_EXERCISE DIRECTIONS_
Lines in the listing below that hold "edge" are the ones to copy.

_DATA UNDER STUDY_
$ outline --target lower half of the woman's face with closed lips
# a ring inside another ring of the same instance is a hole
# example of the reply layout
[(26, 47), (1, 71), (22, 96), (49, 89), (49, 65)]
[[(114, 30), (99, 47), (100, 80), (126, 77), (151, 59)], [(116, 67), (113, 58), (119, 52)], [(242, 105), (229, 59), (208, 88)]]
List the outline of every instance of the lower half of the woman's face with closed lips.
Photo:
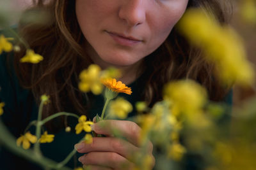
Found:
[(76, 0), (77, 21), (96, 64), (131, 66), (154, 52), (188, 0)]

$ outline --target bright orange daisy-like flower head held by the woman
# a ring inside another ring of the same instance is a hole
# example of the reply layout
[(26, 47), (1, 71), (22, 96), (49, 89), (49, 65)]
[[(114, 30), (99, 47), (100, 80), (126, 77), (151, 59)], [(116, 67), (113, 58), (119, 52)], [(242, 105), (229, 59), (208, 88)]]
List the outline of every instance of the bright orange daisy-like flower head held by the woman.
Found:
[(122, 81), (117, 81), (115, 78), (107, 78), (102, 80), (102, 83), (108, 87), (108, 89), (118, 92), (118, 93), (125, 93), (125, 94), (131, 94), (132, 90), (131, 87), (127, 87)]

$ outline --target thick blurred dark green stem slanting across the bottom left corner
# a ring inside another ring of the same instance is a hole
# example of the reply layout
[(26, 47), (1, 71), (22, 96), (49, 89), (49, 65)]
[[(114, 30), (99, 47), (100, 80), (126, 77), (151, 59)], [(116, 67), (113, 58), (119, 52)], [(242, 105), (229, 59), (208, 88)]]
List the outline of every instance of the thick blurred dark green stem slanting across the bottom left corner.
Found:
[[(1, 146), (6, 147), (11, 152), (24, 157), (25, 159), (35, 162), (42, 167), (48, 167), (49, 169), (58, 169), (58, 162), (54, 162), (51, 159), (45, 157), (36, 157), (36, 153), (33, 150), (24, 150), (23, 148), (16, 145), (16, 139), (6, 129), (3, 122), (0, 120), (0, 143)], [(61, 170), (72, 170), (69, 167), (61, 167)]]

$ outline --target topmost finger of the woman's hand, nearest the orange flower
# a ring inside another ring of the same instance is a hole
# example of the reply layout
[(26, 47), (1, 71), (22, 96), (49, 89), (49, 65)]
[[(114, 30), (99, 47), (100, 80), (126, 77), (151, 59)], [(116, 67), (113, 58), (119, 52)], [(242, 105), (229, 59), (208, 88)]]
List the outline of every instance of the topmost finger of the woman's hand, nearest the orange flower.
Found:
[(129, 142), (135, 146), (140, 146), (139, 137), (141, 128), (134, 122), (127, 120), (102, 120), (92, 125), (93, 131), (97, 134), (113, 136), (118, 131)]

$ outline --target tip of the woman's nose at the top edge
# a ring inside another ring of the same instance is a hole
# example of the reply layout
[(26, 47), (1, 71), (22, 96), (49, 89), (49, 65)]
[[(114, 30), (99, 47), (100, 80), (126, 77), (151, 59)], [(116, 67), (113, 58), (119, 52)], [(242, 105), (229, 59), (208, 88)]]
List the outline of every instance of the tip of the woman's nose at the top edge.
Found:
[[(120, 0), (121, 1), (121, 0)], [(136, 26), (143, 24), (146, 19), (145, 0), (123, 0), (124, 4), (120, 6), (118, 17), (125, 20), (127, 25)]]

_WRITTEN RESPONSE_
$ outline --target tip of the woman's nose at the top edge
List the outline of every instance of the tip of the woman's nose at the top edge.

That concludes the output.